- Instructions for the task
Check each line of the listing, and copy it if it contains the word "sample".
——
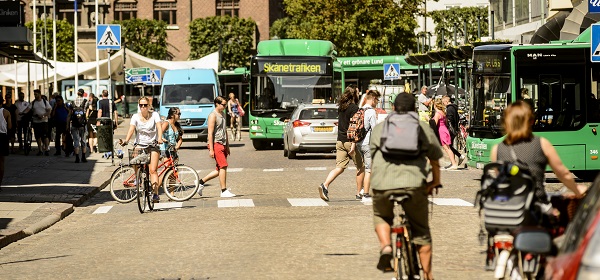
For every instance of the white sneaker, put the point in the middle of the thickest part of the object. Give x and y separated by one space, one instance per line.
227 193
199 192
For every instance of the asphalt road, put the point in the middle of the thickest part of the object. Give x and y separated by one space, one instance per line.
277 228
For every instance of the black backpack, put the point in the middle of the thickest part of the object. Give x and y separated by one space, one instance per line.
506 196
401 136
78 118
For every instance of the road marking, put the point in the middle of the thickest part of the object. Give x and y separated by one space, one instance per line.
450 202
235 169
273 170
235 203
307 202
167 205
102 210
315 168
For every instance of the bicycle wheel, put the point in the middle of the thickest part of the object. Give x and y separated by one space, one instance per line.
181 183
122 184
142 194
149 193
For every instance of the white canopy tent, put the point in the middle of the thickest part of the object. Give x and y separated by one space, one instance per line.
11 74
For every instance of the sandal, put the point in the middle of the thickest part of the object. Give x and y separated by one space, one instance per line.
385 260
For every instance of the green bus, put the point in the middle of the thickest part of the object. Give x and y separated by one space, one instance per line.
284 74
560 82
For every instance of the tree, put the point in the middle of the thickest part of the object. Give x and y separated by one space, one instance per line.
234 36
64 39
145 37
454 19
356 27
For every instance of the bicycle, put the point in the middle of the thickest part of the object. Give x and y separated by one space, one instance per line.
180 182
406 262
122 180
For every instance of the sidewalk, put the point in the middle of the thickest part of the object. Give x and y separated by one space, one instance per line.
38 191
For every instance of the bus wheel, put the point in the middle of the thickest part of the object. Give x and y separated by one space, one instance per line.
258 144
587 175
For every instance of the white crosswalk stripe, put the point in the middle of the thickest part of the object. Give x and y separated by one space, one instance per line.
102 210
307 202
247 202
235 203
450 202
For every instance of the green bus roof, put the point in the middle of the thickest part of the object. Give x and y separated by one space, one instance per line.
296 47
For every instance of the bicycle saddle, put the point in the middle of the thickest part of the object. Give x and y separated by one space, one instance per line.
399 197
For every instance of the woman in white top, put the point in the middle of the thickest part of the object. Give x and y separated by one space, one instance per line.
148 134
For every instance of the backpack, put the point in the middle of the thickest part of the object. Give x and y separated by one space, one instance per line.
356 130
506 196
78 119
401 136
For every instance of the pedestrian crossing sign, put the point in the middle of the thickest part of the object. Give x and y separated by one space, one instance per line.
154 77
595 45
391 71
108 36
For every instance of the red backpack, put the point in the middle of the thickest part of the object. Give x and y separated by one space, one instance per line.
356 130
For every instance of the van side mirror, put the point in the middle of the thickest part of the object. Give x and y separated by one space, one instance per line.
537 241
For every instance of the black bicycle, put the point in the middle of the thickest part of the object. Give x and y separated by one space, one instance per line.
140 157
406 262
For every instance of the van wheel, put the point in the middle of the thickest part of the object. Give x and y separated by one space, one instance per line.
291 155
587 175
258 144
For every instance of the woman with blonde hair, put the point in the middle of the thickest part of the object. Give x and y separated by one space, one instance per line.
445 139
536 152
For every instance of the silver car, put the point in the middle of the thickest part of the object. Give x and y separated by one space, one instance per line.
312 128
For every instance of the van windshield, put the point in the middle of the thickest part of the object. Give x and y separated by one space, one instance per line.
188 94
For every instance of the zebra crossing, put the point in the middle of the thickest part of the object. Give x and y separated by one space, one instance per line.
249 203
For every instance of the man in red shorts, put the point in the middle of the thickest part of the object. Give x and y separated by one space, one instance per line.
218 145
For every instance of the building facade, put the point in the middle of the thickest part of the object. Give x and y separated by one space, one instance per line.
177 13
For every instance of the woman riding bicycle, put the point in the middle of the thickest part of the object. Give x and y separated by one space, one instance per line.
536 152
172 132
148 133
235 123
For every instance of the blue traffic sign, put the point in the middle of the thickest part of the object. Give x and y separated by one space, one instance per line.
154 77
593 6
391 71
595 45
137 79
108 36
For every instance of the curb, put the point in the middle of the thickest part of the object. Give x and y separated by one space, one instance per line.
60 211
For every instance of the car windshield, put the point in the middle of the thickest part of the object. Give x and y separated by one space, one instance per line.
188 94
318 113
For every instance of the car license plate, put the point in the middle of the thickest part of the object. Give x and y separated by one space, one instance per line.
323 128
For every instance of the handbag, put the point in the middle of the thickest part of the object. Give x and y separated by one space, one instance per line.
240 110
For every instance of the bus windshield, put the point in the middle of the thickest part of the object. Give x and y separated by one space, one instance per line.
188 94
286 92
491 97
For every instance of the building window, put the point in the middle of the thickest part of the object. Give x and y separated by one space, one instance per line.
228 8
66 11
125 11
166 11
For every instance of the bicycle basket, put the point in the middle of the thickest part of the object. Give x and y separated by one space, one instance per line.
138 156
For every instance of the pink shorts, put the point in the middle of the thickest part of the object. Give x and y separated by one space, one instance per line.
220 155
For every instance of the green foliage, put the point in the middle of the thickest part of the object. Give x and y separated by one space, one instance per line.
454 18
64 39
279 28
145 37
234 34
356 27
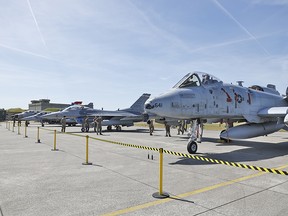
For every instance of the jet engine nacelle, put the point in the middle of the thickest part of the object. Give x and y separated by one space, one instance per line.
251 130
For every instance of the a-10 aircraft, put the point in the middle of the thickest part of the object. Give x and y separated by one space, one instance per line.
117 118
39 117
201 97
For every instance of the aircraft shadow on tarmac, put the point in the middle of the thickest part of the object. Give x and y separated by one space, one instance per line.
253 151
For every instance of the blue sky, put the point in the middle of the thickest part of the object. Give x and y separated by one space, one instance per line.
109 52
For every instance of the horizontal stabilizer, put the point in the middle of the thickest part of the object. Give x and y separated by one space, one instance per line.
273 112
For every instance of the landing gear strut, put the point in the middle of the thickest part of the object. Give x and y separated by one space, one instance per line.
196 132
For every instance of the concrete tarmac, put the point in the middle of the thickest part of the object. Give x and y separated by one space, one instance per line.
121 180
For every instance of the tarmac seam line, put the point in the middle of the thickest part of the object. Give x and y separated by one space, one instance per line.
197 191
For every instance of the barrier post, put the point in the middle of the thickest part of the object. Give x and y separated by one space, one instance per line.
160 194
18 128
54 149
87 153
38 135
25 131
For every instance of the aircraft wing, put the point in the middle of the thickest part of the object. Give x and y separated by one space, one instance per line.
273 112
104 113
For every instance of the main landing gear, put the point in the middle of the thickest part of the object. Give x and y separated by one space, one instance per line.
196 132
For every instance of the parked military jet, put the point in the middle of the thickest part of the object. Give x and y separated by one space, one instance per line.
200 96
118 118
39 117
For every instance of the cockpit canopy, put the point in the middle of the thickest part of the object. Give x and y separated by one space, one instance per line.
197 79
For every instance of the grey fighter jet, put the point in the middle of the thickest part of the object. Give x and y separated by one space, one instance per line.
118 118
201 97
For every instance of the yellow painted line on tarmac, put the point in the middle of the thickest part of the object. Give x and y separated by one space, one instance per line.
201 190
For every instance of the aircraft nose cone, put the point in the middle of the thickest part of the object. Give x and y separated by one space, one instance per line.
148 106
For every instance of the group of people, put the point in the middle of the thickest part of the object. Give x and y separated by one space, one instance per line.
85 125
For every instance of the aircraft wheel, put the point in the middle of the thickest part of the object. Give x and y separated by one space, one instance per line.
192 147
223 139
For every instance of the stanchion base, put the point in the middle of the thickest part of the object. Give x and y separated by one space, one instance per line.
157 195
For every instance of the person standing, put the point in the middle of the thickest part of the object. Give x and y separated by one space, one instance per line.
63 123
167 128
99 125
151 126
95 123
86 124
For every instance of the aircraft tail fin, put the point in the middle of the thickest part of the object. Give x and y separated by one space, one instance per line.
138 106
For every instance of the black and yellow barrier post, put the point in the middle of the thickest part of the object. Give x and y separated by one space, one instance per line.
25 131
38 135
54 149
19 128
87 153
160 194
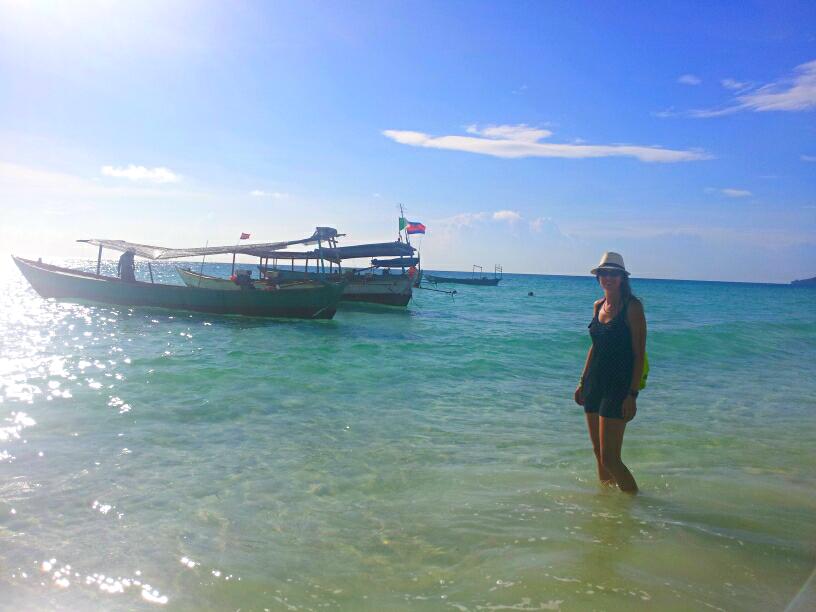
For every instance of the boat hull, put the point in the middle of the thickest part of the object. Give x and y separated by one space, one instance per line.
484 282
64 283
385 289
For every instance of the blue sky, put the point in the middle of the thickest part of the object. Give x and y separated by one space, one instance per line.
531 134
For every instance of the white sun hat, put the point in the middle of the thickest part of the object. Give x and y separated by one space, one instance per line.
610 261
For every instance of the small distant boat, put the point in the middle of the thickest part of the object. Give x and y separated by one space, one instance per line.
316 301
481 280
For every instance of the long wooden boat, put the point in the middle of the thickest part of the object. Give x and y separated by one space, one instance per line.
483 281
385 289
64 283
192 278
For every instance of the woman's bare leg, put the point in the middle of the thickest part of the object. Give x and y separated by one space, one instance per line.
594 435
611 439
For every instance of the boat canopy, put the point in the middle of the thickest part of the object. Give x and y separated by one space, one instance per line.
357 251
398 262
156 252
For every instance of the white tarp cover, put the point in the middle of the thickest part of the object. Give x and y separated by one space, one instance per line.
149 251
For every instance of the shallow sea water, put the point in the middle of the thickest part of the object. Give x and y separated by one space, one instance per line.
426 459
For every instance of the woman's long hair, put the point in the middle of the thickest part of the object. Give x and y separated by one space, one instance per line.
626 290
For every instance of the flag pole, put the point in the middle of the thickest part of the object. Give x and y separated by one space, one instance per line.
201 268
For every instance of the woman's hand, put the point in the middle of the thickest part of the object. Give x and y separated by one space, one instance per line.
629 408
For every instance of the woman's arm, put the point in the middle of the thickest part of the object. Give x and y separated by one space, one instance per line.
579 391
637 325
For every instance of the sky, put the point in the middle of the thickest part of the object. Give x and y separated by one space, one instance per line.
535 135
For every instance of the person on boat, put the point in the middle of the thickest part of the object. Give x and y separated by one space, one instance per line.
243 278
610 382
127 267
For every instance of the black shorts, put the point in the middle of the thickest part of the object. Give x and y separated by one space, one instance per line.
610 407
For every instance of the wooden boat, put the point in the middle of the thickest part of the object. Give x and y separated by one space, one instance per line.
64 283
192 278
484 281
385 289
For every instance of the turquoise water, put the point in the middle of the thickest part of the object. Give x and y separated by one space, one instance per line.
425 459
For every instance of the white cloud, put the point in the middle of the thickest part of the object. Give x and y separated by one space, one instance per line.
736 193
689 79
735 85
518 141
521 132
731 192
277 195
511 216
792 93
141 173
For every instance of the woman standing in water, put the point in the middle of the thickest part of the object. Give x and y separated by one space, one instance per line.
609 385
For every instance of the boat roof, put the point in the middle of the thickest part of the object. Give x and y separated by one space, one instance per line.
149 251
357 251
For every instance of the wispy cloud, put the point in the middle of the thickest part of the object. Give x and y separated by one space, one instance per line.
142 174
518 141
735 85
689 79
730 192
260 193
511 216
539 225
796 92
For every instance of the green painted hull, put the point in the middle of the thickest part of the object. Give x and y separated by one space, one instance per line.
63 283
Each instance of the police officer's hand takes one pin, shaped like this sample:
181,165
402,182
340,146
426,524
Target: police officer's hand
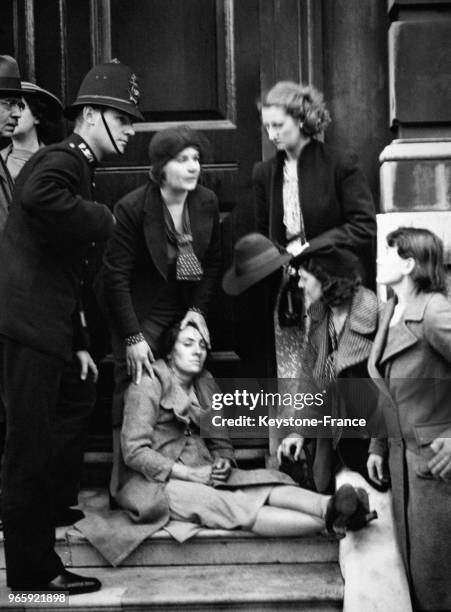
200,474
139,356
87,363
290,447
440,464
221,469
375,467
197,319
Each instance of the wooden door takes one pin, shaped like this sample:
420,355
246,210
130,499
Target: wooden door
198,63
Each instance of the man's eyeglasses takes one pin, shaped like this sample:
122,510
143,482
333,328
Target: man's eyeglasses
9,103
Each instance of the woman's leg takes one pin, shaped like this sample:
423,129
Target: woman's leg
299,500
280,522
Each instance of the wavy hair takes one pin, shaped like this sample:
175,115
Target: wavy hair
426,249
300,101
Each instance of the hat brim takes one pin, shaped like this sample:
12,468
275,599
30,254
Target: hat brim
11,91
54,108
234,284
70,112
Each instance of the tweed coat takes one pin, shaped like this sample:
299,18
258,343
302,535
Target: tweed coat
411,365
51,226
135,268
356,399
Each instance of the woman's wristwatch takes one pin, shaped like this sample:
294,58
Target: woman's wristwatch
134,339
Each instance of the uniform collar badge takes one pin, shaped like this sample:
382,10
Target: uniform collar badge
87,152
133,90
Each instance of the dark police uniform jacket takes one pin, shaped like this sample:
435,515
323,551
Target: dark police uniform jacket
51,226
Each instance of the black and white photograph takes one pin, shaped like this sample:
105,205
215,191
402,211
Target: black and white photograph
225,305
——
- Exercise response
Each instance of the police officer's hand takes one pin, shaped like this sample:
Each instance of the wooden door takes one pin, shaped like this sample:
Each instance of the man's eyeglasses takes one pin, shaped like this sample:
Each instance of the woman's leg takes one pin, shaped like this sample:
Each instance of the wavy hair takes one pin, shaped like this sample:
Each instance of the hat brim takes one pin, shaped like this sample:
Each instance of the tweed coat takes one pin, shaped like this sample:
Each instance of the woman's wristwatch takes one pin, shaped like this sample:
Each instance of the uniform collar badge takes one pin, shaped like this sample:
Each instance of the dark police uniform jacket takes one pin, shaped like this sample:
Each instance of the black and white photograph takes one pin, shaped like this sample:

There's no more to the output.